**L'esercizio**. Riassumi il brano citato in due frasi.

Scuola dei Pigmei, ricavata dal dormitorio delle ragazze (anni 73!)

Buca...Pallido esemplare di quella in cui siamo caduti...

Affresco nella chiesa di san Francesco a Manjombo


5 commenti:

Anonimo ha detto...

Siamo strabiliati da tanta resistenza fisica e psichica...ma quando si tratta del nostro padre Silvano nulla più stupisce : ed è davvero perfetta letizia.Grazie carissimo per tutto il coraggio e la fede che trasmetti anche a noi .Un forte abbraccio Paolo e Marialuisa

Anonimo ha detto...

Se non ti conoscessi troppo bene, ti direi che sei sempre imprevedibile e coraggioso oltre ogni limite; ma stavolta mi pare che assieme al coraggio ci hai messo anche una buona dose di "incoscienza" per affrontare avventure del genere alla tua balda età... Comunque ti ammiro perché l'incoscienza è ben bilanciata dalla fede e dallo zelo apostolico, altrimenti certe "asinate" (in senso buono)non le faresti e avresti un po' più di cura e attenzione per la tua salute. Ciao dal solito BICOL

Anonimo ha detto...

**Dati grezzi**.
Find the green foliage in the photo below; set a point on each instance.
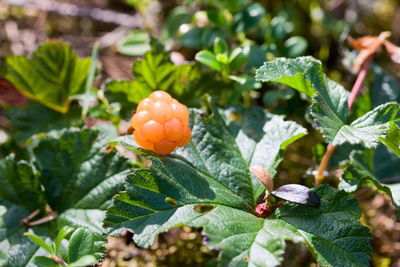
(154, 72)
(329, 107)
(332, 229)
(361, 171)
(80, 244)
(78, 181)
(212, 188)
(52, 75)
(19, 184)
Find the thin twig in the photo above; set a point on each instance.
(353, 94)
(25, 221)
(51, 217)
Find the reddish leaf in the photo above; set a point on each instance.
(393, 51)
(367, 45)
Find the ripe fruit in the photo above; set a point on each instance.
(161, 123)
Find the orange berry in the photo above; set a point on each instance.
(173, 129)
(152, 131)
(140, 118)
(164, 147)
(161, 96)
(180, 111)
(145, 104)
(141, 141)
(161, 112)
(187, 134)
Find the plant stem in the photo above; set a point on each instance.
(359, 82)
(352, 97)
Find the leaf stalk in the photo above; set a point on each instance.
(352, 97)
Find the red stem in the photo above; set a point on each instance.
(353, 94)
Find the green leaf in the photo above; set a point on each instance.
(90, 79)
(238, 57)
(367, 129)
(80, 244)
(40, 242)
(3, 210)
(178, 16)
(134, 92)
(43, 261)
(79, 170)
(19, 185)
(192, 38)
(84, 261)
(35, 118)
(329, 109)
(333, 229)
(52, 75)
(172, 193)
(220, 46)
(208, 58)
(361, 172)
(85, 179)
(244, 239)
(384, 87)
(248, 17)
(63, 233)
(136, 43)
(302, 73)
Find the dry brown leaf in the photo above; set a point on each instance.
(368, 46)
(393, 51)
(9, 95)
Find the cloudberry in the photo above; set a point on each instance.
(161, 123)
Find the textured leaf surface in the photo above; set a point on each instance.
(80, 244)
(78, 181)
(52, 75)
(35, 118)
(19, 185)
(361, 171)
(154, 72)
(329, 109)
(75, 171)
(207, 184)
(333, 229)
(392, 139)
(367, 129)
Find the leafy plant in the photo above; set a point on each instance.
(52, 75)
(207, 184)
(77, 254)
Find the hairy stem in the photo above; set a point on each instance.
(359, 82)
(352, 97)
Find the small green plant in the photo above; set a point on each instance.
(69, 176)
(78, 252)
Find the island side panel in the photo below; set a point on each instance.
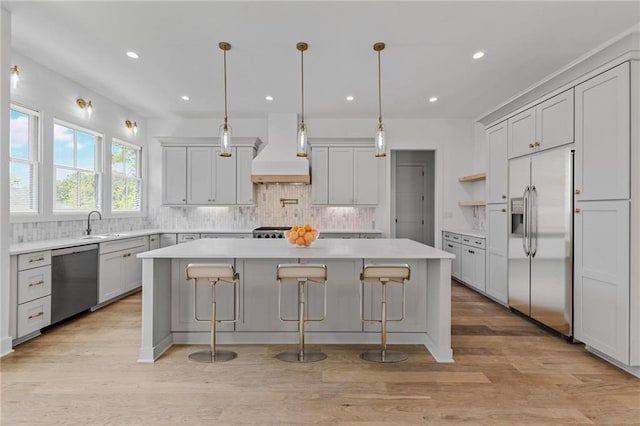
(439, 309)
(156, 308)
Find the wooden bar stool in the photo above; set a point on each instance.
(301, 274)
(384, 274)
(214, 273)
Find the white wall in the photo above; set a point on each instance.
(54, 96)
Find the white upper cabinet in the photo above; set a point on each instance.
(174, 176)
(546, 125)
(603, 136)
(497, 164)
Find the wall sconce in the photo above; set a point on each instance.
(132, 125)
(15, 76)
(87, 106)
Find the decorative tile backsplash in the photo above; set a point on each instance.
(267, 210)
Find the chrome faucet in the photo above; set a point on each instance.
(89, 220)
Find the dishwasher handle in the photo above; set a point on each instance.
(72, 250)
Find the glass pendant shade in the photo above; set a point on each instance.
(302, 140)
(225, 140)
(381, 141)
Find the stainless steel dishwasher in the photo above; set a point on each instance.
(74, 281)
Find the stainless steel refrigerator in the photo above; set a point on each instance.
(541, 237)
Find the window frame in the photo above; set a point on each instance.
(35, 161)
(139, 178)
(99, 167)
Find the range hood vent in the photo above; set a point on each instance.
(277, 161)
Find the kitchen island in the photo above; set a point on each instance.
(168, 298)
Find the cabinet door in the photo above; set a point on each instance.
(244, 191)
(174, 175)
(111, 279)
(133, 269)
(497, 164)
(200, 177)
(601, 275)
(496, 283)
(554, 121)
(603, 136)
(224, 178)
(365, 176)
(320, 175)
(521, 133)
(341, 176)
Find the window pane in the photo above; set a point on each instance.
(131, 158)
(22, 194)
(87, 191)
(66, 189)
(62, 145)
(117, 163)
(118, 192)
(86, 151)
(19, 135)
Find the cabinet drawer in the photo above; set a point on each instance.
(34, 315)
(34, 260)
(118, 245)
(34, 283)
(450, 236)
(473, 242)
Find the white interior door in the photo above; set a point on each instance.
(410, 202)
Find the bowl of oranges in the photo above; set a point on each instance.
(301, 236)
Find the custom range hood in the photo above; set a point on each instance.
(277, 161)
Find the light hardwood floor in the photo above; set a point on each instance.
(507, 371)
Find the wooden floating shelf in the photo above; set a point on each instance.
(472, 203)
(473, 178)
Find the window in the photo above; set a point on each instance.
(126, 178)
(76, 163)
(23, 160)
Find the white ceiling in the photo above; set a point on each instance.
(429, 48)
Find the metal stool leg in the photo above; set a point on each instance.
(213, 355)
(301, 355)
(383, 355)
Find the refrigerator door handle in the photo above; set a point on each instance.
(525, 222)
(533, 232)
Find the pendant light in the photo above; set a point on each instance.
(381, 143)
(302, 130)
(225, 129)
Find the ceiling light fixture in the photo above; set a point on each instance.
(133, 125)
(302, 130)
(380, 140)
(87, 106)
(15, 76)
(225, 129)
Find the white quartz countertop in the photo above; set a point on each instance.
(52, 244)
(381, 248)
(477, 233)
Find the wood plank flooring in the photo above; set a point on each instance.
(507, 372)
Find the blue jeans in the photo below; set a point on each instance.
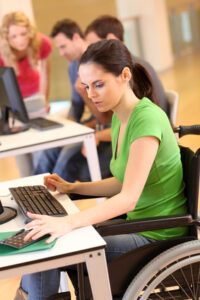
(41, 285)
(70, 164)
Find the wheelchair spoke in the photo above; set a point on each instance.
(198, 283)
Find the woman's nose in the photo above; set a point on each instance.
(91, 93)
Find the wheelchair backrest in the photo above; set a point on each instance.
(191, 168)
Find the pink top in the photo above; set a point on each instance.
(29, 78)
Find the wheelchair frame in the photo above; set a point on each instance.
(168, 269)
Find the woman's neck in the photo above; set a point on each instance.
(126, 105)
(20, 54)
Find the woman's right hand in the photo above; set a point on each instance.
(56, 183)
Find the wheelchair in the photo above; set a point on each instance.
(168, 269)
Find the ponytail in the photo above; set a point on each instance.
(142, 83)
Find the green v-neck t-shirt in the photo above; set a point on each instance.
(163, 193)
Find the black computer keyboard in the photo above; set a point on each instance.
(44, 124)
(38, 200)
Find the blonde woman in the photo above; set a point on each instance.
(27, 51)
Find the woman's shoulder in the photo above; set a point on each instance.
(45, 45)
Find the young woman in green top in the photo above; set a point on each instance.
(146, 166)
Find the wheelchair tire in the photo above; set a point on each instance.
(174, 274)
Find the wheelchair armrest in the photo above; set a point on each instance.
(119, 226)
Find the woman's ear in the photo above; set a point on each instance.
(126, 74)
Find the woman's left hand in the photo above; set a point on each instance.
(42, 225)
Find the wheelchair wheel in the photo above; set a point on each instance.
(174, 274)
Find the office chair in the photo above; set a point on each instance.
(168, 269)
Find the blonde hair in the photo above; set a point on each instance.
(7, 54)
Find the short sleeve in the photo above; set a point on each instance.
(45, 47)
(147, 123)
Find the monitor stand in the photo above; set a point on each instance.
(5, 128)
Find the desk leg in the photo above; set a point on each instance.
(92, 157)
(98, 275)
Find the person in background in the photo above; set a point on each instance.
(109, 27)
(146, 166)
(27, 51)
(69, 40)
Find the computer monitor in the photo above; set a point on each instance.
(11, 102)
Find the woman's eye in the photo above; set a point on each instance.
(99, 85)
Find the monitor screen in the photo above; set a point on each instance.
(10, 96)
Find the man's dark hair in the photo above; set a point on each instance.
(67, 27)
(104, 25)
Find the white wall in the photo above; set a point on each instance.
(154, 27)
(13, 5)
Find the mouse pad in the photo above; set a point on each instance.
(39, 245)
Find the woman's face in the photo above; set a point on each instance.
(103, 88)
(18, 37)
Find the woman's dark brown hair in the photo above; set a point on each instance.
(113, 57)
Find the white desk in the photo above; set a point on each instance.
(81, 245)
(34, 140)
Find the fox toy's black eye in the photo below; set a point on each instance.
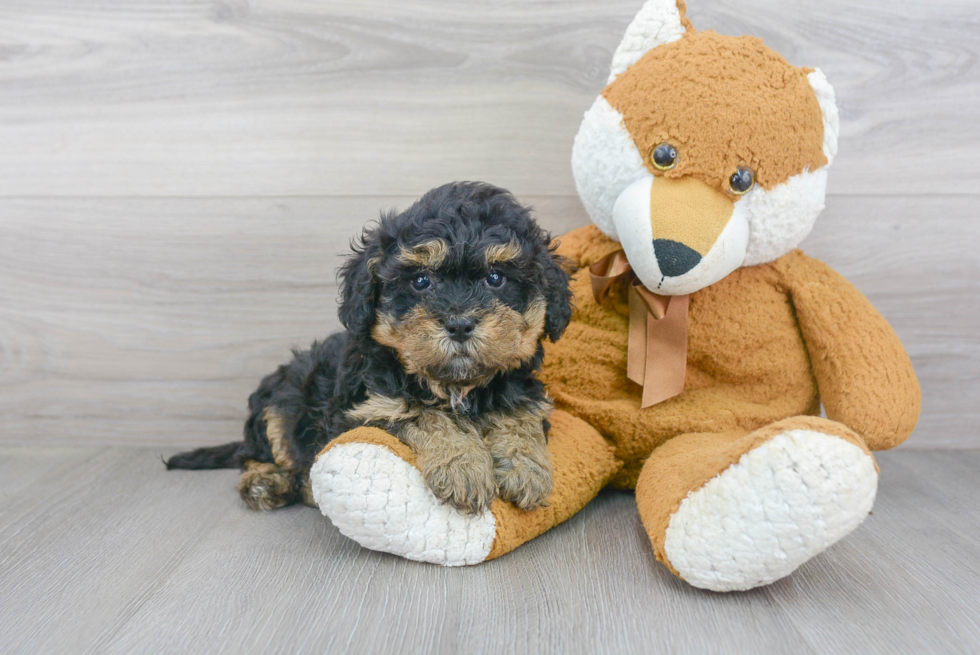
(495, 279)
(664, 157)
(741, 180)
(421, 282)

**Risposta completa**. Il brano citato contiene tre brevi didascalie: una scuola dei Pigmei ricavata dal dormitorio delle ragazze, una buca e un affresco nella chiesa di san Francesco a Manjombo. Seguono commenti anonimi: Paolo e Marialuisa ringraziano padre Silvano per il coraggio e la fede, mentre BICOL ammira il destinatario ma giudica un po' incoscienti queste avventure alla sua età e gli raccomanda più cura per la salute.